§ **TRY IT**:
Set out exactly, and with nothing added, the line containing "Where can you spot the side" and every line after it through the final line of the data.

═══ INPUT ═══

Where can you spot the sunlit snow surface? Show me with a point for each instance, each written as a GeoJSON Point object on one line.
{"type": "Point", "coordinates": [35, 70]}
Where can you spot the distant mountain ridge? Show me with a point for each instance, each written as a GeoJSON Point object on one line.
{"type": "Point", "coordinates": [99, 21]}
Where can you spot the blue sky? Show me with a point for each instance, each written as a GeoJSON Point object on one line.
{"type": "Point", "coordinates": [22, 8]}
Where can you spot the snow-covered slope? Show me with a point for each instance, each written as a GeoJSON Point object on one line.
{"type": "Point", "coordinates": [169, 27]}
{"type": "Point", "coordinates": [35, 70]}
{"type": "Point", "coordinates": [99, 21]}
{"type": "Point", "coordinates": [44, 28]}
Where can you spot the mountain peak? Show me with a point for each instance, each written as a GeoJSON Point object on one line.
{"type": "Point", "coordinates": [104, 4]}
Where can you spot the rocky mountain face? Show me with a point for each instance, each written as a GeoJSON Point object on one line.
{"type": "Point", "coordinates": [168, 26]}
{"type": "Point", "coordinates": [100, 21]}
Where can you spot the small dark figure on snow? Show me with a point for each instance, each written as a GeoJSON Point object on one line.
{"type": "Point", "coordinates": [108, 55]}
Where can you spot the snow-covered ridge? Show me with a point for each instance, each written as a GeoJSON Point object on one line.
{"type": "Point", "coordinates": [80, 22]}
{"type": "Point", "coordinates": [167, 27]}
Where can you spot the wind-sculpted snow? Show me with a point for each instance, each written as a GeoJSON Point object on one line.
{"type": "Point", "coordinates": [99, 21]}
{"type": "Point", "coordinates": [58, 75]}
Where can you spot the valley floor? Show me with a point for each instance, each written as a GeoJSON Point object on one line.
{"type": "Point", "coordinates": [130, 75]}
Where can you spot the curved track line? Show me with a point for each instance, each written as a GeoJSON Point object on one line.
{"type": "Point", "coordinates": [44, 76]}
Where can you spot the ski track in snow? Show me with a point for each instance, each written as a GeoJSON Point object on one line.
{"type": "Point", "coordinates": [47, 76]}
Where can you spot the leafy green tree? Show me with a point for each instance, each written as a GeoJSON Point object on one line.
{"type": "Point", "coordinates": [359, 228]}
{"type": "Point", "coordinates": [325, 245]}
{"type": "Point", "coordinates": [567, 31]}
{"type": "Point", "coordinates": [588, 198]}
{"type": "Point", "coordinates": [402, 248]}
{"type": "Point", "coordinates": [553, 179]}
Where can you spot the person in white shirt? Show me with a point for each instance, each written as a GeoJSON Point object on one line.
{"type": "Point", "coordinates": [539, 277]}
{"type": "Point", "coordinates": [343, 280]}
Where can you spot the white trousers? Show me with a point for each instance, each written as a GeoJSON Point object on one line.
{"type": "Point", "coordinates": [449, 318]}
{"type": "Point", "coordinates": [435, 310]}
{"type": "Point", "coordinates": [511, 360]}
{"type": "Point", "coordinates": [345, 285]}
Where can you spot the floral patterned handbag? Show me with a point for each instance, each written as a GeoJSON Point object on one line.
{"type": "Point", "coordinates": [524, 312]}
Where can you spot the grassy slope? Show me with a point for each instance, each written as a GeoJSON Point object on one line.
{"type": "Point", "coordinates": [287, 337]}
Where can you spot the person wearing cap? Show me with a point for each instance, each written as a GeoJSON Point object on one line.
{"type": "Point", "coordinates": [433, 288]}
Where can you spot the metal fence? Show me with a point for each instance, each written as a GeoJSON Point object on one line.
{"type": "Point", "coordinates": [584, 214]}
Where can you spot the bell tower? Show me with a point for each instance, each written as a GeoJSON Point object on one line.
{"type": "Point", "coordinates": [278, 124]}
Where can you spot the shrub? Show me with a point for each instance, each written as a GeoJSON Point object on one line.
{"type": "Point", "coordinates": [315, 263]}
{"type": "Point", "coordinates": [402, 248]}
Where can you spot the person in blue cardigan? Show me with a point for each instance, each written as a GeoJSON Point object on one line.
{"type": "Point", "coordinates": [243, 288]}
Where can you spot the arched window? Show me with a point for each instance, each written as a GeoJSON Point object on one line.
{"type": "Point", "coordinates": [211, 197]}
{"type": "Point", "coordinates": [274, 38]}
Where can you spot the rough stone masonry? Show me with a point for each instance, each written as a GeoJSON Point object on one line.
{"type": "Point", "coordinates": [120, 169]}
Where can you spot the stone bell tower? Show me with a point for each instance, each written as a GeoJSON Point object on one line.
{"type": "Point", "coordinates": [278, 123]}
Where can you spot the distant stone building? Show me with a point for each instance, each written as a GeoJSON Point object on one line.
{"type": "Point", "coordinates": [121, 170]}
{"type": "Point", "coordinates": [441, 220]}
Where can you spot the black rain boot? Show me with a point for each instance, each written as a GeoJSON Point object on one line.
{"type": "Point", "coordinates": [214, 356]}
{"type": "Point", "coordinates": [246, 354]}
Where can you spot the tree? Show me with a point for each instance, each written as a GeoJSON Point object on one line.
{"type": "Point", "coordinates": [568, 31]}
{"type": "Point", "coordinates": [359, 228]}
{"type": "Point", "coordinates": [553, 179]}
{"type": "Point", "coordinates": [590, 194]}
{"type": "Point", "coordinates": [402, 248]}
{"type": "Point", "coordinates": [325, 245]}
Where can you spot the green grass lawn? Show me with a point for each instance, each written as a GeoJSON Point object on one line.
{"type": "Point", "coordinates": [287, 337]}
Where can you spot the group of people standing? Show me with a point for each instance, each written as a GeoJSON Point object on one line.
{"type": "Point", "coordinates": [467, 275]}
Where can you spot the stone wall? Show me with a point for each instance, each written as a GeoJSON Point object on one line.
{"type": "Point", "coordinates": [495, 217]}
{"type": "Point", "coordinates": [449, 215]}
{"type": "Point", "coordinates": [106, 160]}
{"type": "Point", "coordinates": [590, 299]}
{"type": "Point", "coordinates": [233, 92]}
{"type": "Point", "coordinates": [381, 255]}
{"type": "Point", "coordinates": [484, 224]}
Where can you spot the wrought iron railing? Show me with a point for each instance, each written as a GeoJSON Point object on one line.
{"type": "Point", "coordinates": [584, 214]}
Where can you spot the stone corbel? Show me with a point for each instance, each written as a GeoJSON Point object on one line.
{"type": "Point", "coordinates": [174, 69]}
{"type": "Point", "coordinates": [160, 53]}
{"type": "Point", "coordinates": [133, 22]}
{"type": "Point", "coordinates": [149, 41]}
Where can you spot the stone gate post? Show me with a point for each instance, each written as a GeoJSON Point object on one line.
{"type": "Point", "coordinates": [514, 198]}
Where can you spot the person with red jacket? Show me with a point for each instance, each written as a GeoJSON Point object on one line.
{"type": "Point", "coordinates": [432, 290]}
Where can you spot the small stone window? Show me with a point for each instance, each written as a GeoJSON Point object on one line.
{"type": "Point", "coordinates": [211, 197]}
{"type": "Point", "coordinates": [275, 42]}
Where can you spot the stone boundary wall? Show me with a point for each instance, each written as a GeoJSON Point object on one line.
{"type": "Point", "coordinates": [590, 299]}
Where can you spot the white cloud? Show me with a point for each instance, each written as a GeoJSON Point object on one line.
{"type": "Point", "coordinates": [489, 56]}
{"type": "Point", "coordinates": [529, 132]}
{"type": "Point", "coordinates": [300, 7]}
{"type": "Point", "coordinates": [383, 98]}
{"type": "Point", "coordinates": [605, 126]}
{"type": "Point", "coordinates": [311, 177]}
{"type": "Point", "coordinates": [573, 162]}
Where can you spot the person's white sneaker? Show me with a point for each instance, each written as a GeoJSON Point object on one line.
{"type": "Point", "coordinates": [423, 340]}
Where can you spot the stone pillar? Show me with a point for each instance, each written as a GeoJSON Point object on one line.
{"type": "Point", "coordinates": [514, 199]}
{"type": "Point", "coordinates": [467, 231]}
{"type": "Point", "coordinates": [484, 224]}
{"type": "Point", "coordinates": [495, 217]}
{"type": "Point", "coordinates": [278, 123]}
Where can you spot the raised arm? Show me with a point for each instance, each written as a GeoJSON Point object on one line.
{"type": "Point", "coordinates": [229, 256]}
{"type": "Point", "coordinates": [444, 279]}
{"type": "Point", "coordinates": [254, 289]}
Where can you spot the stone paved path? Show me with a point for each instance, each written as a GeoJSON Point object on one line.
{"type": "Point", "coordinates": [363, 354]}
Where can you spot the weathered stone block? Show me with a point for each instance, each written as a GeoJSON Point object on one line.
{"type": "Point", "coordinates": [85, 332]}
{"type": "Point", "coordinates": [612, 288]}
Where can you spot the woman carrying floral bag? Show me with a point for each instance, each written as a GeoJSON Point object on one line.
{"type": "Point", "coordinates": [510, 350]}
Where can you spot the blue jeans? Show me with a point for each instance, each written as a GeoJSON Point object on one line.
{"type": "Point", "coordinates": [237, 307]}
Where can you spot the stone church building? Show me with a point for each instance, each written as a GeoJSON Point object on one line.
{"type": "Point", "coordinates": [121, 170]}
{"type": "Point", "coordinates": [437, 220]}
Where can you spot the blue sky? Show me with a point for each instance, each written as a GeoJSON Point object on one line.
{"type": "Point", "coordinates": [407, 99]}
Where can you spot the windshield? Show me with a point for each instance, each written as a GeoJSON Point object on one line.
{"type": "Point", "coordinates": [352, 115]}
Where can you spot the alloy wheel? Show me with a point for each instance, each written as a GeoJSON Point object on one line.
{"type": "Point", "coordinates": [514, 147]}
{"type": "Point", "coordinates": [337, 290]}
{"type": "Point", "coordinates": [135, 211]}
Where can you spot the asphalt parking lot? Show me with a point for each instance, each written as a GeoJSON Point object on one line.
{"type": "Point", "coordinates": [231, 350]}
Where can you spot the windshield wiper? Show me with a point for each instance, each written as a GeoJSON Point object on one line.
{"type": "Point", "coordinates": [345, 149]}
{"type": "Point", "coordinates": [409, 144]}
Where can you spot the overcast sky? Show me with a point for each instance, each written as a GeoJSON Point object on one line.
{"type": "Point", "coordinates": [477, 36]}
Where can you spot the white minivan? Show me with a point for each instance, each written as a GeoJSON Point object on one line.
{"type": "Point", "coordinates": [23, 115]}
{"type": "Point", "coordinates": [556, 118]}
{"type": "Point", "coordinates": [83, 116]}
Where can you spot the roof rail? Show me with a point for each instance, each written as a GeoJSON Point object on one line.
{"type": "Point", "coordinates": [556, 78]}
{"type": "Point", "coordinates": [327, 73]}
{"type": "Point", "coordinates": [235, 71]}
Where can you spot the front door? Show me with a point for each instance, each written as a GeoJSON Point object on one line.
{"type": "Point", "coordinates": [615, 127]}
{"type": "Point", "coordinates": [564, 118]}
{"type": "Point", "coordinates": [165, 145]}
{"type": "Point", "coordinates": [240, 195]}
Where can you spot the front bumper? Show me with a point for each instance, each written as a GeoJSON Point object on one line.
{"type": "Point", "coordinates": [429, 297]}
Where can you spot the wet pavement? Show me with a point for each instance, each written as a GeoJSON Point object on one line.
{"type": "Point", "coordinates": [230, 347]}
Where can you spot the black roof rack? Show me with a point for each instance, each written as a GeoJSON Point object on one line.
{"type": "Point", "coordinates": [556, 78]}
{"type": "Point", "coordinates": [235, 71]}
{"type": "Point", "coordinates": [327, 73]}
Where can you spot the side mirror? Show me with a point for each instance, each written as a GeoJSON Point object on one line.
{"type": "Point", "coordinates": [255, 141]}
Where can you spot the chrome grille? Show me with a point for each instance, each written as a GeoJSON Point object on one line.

═══

§ **WORKED SOLUTION**:
Where can you spot the side mirror? Show me with a point for each instance, each written as a GeoJSON Point object on one line.
{"type": "Point", "coordinates": [255, 141]}
Where can you spot the chrome grille? Show me with a point for each instance, each written as a GeoJSON Point object on one line.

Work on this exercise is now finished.